Begin QUOTED TEXT

Quite recently a class has been added to the school at Ivrea for the exclusive education of Non-commissioned Officers aspiring to a commission; and for the sake of economy this class is to be common to Infantry and Cavalry.

It is consequently from this body of officers that teachers are derived for the topographical classes established in each Regiment or Brigade. The Staff School having been recently founded, and a period of active war having intervened since its institution, can not be supposed to have completely organized its system of instruction. We have elsewhere mentioned that Topography, the Art of War, and Fortification, are the branches of military study most attended to; but we have reason to believe that its plan of instruction will be extended. It may not be superfluous to mention the high appreciation in Sardinia of the Austrian General Staff, as tending to confirm our own estimate of the excellence of the Austrian Staff School. We have been recently informed, on the best authority, that some of the most distinguished Sardinian Officers, who, from their service in the Crimea and elsewhere, have been able to compare the merits of different Staff Corps, consider the Austrian General Staff "the best in existence."

As regards the System of Examinations, there is a Standing Board consisting of from five to seven Officers, presided over by a Lieutenant-General, which superintends all the more important Examinations of the Military Schools, such as those upon leaving the School, &c. The constant Examinations within the School, when the Cadets are being moved from one class to another, are conducted by the Professors.

The expense of Military Education in the Sardinian States amounts to 18,000l. annually. The Military Schools are all under the direction of the Minister of War.

5. Two Institutions peculiar to the Sardinian Service are the Schools for Officers, one or other of which it is necessary that every Officer under ordinary circumstances should attend for a year before being promoted to the rank of Captain. One of these is for the Infantry, at Ivrea; the other for the Cavalry, at Pinerol. In saying that every Officer must attend these Schools, we except that proportion of one-third who are promoted annually from the ranks, and whose attendance apparently has not hitherto been required. Details respecting the organization and instruction of these schools will be found under the following heads.

II. THE ROYAL MILITARY ACADEMY AT TURIN.

The Accademia Militare was originally designed by Charles Emanuel, for the instruction of sons of officers of the army and of the nobility in the use of weapons, in horsemanship, dancing, mathematics, and belles-lettres. In the course of time, the institution was converted to its present purpose, of training Officers for the Sardinian Army.

The regular course of study in this school lasts apparently for six years, shortly to be reduced to five years, and the earliest age at which it is possible now to enter is fourteen, the usual age of admission being fifteen or sixteen. Formerly, boys entered at eleven and twelve, but this practice has lately been altered, to the regret of many Officers, who prefer the plan so commonly adopted abroad, of training Officers to their business as soldiers from very early years.

End QUOTED TEXT
Begin MATERIAL SHOWN

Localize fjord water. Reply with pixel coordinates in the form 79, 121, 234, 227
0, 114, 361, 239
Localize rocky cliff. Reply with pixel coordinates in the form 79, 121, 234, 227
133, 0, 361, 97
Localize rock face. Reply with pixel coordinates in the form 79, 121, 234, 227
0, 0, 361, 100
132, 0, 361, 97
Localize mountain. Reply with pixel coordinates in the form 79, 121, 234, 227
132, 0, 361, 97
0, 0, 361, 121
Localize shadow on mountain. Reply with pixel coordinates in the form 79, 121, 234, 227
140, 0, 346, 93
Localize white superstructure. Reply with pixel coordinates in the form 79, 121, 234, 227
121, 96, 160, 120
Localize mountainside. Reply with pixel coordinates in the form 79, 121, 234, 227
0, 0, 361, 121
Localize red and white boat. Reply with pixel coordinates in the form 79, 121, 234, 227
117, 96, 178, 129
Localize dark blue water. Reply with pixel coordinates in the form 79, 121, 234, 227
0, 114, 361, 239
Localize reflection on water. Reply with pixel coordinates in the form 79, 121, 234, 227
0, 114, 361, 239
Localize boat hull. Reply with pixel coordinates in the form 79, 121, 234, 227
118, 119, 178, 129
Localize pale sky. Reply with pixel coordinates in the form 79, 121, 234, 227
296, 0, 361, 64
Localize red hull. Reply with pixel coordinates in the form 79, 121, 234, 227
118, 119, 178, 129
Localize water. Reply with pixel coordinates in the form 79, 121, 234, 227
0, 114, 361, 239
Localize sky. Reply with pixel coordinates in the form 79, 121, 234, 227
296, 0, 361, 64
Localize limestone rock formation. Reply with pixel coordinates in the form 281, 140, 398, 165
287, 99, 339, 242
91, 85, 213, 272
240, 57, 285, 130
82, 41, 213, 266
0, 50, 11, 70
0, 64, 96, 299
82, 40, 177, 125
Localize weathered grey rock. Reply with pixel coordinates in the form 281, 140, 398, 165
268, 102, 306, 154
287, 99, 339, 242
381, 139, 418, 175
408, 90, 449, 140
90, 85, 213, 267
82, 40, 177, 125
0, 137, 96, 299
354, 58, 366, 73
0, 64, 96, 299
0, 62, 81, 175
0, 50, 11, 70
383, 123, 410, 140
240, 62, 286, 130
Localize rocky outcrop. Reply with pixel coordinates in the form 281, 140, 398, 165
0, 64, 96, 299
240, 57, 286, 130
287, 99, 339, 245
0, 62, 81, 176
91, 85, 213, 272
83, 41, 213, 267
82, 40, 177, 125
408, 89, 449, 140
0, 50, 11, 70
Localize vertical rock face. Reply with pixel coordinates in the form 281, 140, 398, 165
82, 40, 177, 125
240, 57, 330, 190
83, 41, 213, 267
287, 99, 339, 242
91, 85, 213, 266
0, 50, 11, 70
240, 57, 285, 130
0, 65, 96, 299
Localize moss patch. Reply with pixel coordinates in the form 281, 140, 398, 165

End MATERIAL SHOWN

- GIVEN EXERCISE:
Using the passage concerning Sardinian military education, answer the following:
(a) What is the annual expense of Military Education in the Sardinian States?
(b) Where is the School for Officers of the Cavalry located?
(c) What is now the earliest age at which one may enter the Royal Military Academy at Turin?
Base each response solely on the passage concerning Sardinian military education.

- ANSWER TO THE TASK:
(a) 18,000l.
(b) Pinerol
(c) Fourteen